> WHAT THE TASK REQUIRES
Begin with the line containing "nose. Keep to one point per instance." and reproduce it and all later lines exactly, through the last line of the records. Add nothing else.

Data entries
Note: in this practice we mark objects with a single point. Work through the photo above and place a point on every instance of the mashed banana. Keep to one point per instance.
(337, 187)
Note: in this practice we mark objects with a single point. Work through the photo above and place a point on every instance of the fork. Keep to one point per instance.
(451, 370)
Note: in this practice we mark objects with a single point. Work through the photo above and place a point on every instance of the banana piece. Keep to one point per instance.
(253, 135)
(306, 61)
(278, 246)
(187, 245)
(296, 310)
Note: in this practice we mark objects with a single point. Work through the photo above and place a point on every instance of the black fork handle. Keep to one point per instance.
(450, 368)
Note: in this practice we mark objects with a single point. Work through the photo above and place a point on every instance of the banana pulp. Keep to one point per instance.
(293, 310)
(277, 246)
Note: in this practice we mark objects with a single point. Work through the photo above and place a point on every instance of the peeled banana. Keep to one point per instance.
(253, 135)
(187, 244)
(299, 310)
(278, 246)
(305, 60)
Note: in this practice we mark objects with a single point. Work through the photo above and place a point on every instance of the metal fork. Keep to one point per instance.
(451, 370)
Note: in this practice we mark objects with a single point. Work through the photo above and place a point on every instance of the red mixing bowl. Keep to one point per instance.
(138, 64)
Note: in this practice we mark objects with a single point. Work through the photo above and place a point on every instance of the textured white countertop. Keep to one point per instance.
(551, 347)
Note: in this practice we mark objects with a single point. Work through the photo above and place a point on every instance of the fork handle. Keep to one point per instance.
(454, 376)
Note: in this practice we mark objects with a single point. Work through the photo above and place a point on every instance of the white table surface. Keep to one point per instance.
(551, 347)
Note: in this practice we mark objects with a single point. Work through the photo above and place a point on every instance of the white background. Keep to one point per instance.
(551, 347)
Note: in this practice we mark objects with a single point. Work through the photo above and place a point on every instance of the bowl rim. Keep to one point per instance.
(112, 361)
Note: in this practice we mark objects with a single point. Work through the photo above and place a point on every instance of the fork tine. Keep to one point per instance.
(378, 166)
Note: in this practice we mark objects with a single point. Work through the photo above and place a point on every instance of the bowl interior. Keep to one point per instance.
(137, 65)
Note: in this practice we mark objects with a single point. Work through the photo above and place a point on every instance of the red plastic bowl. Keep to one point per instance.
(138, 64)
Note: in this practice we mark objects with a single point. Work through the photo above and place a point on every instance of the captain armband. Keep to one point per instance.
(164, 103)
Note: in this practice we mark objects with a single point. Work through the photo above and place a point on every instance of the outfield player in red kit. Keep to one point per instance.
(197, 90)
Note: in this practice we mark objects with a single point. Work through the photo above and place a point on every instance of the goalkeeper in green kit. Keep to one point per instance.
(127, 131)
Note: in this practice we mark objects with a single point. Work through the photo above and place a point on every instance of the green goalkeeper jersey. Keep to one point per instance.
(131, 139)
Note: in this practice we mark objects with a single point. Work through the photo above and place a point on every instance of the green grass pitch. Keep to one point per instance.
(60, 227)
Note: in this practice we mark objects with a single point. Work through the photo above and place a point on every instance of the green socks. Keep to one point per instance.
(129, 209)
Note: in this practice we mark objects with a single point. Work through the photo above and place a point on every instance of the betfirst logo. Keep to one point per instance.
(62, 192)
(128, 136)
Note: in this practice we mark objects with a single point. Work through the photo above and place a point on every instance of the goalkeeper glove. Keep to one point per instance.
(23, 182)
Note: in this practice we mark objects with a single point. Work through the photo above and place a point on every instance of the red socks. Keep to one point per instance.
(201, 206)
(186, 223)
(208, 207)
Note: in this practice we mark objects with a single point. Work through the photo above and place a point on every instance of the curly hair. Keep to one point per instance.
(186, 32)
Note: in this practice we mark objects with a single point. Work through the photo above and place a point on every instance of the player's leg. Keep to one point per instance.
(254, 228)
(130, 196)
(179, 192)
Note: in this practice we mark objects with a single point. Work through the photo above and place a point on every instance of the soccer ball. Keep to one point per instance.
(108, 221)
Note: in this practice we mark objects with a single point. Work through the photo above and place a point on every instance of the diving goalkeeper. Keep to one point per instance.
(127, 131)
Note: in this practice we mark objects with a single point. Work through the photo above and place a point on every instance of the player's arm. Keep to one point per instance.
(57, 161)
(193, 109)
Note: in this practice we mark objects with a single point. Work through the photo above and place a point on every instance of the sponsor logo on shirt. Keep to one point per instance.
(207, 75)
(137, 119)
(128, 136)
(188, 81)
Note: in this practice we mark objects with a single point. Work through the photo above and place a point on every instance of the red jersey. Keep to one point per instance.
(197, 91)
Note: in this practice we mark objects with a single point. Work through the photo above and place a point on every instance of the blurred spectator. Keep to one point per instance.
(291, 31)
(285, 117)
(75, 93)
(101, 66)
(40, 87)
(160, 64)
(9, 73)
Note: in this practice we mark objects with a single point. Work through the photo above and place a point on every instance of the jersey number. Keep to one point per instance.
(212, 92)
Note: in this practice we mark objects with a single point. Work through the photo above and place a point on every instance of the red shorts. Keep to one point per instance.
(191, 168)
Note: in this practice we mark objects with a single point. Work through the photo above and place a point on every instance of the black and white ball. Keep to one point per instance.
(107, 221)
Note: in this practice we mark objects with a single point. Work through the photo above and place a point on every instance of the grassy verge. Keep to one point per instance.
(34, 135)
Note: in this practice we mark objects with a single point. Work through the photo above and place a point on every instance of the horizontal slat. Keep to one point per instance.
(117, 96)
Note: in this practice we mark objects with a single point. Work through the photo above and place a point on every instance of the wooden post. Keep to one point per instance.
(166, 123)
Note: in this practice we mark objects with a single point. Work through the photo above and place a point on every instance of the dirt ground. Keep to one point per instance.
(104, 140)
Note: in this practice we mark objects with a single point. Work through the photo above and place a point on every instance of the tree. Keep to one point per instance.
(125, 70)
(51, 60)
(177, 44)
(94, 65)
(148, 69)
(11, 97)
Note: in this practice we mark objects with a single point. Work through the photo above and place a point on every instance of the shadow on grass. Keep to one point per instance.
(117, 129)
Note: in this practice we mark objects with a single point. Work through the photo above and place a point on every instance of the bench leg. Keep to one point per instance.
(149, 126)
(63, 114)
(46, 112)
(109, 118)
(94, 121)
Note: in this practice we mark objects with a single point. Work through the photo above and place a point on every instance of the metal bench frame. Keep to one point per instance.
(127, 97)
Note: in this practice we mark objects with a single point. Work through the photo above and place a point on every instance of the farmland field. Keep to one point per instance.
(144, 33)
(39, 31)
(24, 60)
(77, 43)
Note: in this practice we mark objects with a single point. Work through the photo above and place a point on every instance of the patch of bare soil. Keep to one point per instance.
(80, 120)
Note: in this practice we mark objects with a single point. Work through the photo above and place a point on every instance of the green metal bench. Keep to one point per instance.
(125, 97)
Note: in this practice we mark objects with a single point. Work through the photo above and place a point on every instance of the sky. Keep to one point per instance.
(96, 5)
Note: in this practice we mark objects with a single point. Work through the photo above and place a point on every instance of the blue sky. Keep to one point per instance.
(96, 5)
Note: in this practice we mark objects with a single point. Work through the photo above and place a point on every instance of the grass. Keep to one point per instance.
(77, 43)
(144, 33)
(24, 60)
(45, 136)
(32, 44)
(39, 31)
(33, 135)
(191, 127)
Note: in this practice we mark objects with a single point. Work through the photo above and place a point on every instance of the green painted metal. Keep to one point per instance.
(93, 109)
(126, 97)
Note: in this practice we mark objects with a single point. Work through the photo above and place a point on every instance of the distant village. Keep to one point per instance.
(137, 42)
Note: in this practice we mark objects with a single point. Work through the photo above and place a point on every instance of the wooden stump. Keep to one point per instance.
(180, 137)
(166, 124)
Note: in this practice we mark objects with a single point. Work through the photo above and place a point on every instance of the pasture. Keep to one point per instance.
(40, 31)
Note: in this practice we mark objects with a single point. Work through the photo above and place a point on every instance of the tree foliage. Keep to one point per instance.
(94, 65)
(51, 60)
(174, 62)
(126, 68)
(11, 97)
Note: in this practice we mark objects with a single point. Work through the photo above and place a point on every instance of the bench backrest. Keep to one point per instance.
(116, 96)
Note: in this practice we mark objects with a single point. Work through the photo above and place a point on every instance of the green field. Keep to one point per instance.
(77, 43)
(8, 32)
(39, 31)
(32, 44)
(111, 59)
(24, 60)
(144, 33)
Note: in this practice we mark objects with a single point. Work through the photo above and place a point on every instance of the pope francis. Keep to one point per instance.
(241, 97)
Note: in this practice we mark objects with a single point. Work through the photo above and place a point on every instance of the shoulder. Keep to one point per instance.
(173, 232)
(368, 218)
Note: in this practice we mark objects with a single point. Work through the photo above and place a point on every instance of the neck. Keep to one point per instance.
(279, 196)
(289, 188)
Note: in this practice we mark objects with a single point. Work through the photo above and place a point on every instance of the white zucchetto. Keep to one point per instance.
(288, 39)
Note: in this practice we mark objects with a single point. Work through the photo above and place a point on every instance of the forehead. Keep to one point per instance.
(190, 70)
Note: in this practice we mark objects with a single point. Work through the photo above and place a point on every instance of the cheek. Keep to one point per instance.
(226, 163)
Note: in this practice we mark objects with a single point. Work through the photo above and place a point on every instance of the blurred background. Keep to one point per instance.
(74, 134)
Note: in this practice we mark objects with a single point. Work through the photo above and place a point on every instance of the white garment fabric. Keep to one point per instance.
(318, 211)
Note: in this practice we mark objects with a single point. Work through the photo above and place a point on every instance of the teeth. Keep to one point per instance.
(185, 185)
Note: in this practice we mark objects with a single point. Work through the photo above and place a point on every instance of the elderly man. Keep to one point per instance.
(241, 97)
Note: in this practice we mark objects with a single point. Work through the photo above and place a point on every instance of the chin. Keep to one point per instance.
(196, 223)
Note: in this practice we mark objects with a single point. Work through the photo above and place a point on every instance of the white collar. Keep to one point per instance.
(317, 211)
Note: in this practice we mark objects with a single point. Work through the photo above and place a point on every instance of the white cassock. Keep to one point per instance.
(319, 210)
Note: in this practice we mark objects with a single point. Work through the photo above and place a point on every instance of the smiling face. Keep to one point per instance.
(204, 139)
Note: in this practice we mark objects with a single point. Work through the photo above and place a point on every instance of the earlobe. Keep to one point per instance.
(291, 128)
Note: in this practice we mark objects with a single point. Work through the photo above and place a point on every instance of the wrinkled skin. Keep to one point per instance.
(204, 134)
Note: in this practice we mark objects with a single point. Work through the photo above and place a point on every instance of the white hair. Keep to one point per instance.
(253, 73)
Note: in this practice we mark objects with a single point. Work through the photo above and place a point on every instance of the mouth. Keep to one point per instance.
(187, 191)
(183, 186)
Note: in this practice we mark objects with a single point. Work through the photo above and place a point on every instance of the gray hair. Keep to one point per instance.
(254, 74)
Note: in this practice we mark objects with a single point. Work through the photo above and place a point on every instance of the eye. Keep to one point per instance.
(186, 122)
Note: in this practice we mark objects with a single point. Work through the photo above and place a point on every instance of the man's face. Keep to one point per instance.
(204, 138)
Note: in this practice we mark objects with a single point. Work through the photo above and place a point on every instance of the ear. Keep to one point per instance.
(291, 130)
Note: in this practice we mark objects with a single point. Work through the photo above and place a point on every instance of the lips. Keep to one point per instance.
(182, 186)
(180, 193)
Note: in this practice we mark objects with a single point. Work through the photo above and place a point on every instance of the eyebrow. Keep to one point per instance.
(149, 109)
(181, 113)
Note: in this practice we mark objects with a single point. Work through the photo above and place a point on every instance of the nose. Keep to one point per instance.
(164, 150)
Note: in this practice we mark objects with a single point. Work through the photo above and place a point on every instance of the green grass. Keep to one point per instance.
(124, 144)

> FINISHED EXERCISE
Note: in this practice we mark objects with a single point. Work through the photo above and place a point on every instance of the nose. Keep to one point per instance.
(164, 150)
Note: in this practice we mark objects with a single point. Work through the photo above and place a point on every instance of the green grass. Keep to one point per instance.
(124, 144)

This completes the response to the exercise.